• Texte à lire:
####################

Interventions

Budget de l’État

PLF pour 2022 - Anciens combattants, mémoire et liens avec la Nation

M. Jean-Paul Dufrègne, rapporteur spécial de la commission des finances, de l’économie générale et du contrôle budgétaire.

Je dois vous présenter le bilan de la mission Anciens combattants, mémoire et liens avec la Nation , qui finance les actions de réparation et de solidarité en faveur du monde combattant, de maintien du lien entre l’armée et la nation et de l’indemnisation des victimes des persécutions antisémites et des actes de barbarie pendant la Seconde Guerre mondiale.
La nouvelle maquette de la mission et la fusion de ses deux principaux programmes soulèvent cependant des interrogations. Je regrette, pour commencer, que cette intégration ait été réalisée sans concertation ni avec le Parlement ni avec les associations, et sans autre justification que celle de la simplification administrative.

L’inclusion de toutes les politiques au sein d’un programme unique nuit à leur lisibilité et suscite des inquiétudes dont je veux me faire le relais. Le mécanisme de fongibilité des programmes au bon vouloir du responsable de programme entraîne le risque d’une dégradation de la politique de réparation, chère aux anciens combattants, et prive le Parlement de la possibilité d’imposer ses choix politiques en faveur de l’une ou de l’autre des politiques du programme.

####################

• Travail demandé:
a: Répondez à ces questions d'après l'intervention :
(i) Quelle fonction Jean-Paul Dufrègne occupe-t-il ?
(ii) Avec qui l'intégration des programmes a-t-elle été faite sans concertation ?
(iii) Quelle politique risque de se dégrader à cause du mécanisme de fongibilité ?
b: Reproduisez tout le passage de l'intervention, depuis « Budget de l’État » jusqu'à « du contrôle budgétaire. », sans rien y changer.

####################

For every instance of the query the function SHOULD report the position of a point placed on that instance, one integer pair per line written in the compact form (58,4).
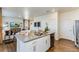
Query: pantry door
(1,26)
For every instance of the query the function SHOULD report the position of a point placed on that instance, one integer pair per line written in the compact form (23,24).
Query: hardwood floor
(64,45)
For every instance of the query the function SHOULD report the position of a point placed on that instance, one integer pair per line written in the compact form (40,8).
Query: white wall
(66,23)
(10,16)
(51,19)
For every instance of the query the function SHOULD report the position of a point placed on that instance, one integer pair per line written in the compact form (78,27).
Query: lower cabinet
(38,45)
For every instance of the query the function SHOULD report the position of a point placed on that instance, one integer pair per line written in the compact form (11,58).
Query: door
(47,42)
(1,30)
(1,26)
(77,31)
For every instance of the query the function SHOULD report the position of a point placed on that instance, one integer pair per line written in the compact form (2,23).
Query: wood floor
(62,45)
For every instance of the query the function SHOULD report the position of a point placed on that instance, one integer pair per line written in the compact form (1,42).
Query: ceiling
(37,11)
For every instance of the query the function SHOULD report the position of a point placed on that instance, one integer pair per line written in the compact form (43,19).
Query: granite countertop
(28,38)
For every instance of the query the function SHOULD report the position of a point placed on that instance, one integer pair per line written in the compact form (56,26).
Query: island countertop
(28,38)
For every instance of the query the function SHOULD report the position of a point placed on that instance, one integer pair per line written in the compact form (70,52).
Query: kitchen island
(33,43)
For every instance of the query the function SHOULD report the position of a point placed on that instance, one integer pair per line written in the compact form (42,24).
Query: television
(37,24)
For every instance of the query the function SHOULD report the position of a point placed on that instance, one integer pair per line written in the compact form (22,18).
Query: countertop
(28,38)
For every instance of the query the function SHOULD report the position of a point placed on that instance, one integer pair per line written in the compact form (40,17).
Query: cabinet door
(28,46)
(47,42)
(40,45)
(1,38)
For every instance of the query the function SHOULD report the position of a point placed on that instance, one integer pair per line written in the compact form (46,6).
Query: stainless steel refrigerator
(76,32)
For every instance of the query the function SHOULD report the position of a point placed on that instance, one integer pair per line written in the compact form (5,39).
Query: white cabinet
(43,44)
(27,47)
(39,45)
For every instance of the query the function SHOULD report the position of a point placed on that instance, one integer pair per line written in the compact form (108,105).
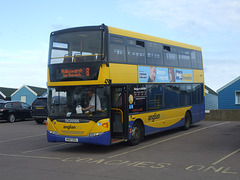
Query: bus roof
(136,35)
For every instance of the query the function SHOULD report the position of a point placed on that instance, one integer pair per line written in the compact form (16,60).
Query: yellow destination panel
(103,75)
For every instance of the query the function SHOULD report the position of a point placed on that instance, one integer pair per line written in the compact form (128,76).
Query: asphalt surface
(209,150)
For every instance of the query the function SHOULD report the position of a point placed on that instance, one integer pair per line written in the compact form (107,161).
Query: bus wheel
(136,134)
(11,118)
(188,121)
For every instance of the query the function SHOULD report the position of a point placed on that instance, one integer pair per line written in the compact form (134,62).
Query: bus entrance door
(119,114)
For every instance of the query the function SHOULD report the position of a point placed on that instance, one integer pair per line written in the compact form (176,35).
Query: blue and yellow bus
(107,85)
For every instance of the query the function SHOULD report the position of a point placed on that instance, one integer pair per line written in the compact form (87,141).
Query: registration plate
(71,139)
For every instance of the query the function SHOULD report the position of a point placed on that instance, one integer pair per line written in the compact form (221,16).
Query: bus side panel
(162,120)
(198,112)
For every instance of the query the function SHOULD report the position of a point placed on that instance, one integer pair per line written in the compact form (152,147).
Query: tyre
(39,121)
(136,134)
(188,121)
(11,118)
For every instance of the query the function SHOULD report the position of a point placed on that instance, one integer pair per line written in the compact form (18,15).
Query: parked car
(12,110)
(39,109)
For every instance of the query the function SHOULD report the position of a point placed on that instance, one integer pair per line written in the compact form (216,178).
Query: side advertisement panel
(163,75)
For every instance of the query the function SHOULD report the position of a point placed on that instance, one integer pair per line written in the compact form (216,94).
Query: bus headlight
(95,134)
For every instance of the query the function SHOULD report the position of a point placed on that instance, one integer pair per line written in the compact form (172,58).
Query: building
(229,95)
(211,99)
(28,94)
(5,93)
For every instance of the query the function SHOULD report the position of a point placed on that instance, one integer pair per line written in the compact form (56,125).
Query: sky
(25,27)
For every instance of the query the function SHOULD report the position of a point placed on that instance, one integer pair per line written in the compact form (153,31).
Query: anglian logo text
(69,127)
(154,117)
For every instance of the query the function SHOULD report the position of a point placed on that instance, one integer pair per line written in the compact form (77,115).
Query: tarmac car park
(208,150)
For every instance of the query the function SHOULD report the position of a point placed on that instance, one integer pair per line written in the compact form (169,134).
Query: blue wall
(30,97)
(211,101)
(226,97)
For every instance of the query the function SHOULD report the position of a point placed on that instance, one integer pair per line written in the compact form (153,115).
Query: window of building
(237,97)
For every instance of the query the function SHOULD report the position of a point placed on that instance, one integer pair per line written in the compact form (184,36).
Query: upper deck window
(79,46)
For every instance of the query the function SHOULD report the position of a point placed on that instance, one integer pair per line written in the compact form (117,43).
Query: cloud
(197,15)
(23,67)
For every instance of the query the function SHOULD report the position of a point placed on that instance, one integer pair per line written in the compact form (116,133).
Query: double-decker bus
(107,85)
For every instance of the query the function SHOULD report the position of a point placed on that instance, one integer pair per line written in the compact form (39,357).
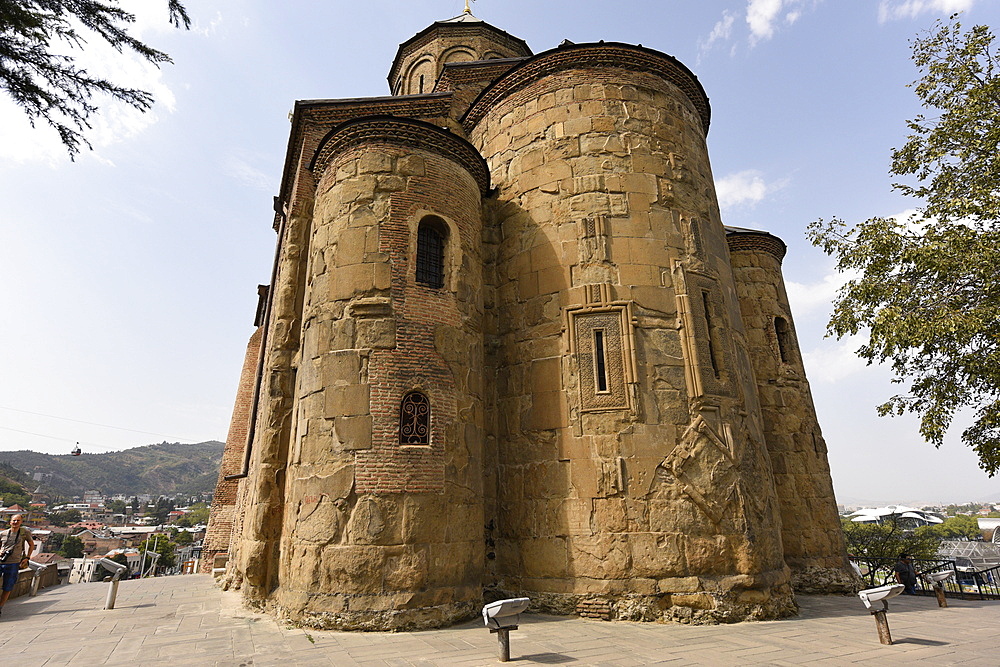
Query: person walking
(906,574)
(13,554)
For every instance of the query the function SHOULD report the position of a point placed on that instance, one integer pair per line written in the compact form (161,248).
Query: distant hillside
(166,468)
(13,486)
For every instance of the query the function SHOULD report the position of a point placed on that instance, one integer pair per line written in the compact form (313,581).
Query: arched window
(784,339)
(415,420)
(431,236)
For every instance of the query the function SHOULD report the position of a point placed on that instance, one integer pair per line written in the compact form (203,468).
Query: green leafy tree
(72,547)
(49,86)
(887,540)
(958,527)
(927,289)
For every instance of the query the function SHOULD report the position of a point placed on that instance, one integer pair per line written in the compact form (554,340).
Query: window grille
(415,420)
(430,255)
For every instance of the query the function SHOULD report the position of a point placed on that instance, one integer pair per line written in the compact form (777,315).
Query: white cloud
(248,175)
(834,361)
(722,31)
(889,10)
(761,17)
(745,188)
(114,122)
(808,299)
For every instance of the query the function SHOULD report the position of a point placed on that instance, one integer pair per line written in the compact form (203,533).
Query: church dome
(464,38)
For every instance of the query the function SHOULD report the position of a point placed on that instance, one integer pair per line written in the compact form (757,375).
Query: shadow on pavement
(546,658)
(921,642)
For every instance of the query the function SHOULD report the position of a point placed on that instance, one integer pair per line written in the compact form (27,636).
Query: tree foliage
(927,289)
(887,540)
(49,86)
(957,527)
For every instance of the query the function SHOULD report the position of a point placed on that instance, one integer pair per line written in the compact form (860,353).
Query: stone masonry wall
(811,536)
(381,536)
(655,494)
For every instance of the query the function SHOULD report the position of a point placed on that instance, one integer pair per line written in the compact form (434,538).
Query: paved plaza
(185,620)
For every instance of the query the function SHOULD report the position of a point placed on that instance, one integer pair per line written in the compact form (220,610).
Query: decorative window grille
(415,420)
(784,340)
(430,252)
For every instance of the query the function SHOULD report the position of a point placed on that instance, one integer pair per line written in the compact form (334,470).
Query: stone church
(509,348)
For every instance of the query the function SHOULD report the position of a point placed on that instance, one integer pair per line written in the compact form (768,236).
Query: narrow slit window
(600,362)
(430,252)
(710,325)
(415,420)
(781,333)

####################

• Réponses par tâche:
a:
(i) Il est rapporteur spécial de la commission des finances, de l'économie générale et du contrôle budgétaire.
(ii) Ni avec le Parlement ni avec les associations.
(iii) La politique de réparation, chère aux anciens combattants.

b:
Budget de l’État

PLF pour 2022 - Anciens combattants, mémoire et liens avec la Nation

M. Jean-Paul Dufrègne, rapporteur spécial de la commission des finances, de l’économie générale et du contrôle budgétaire.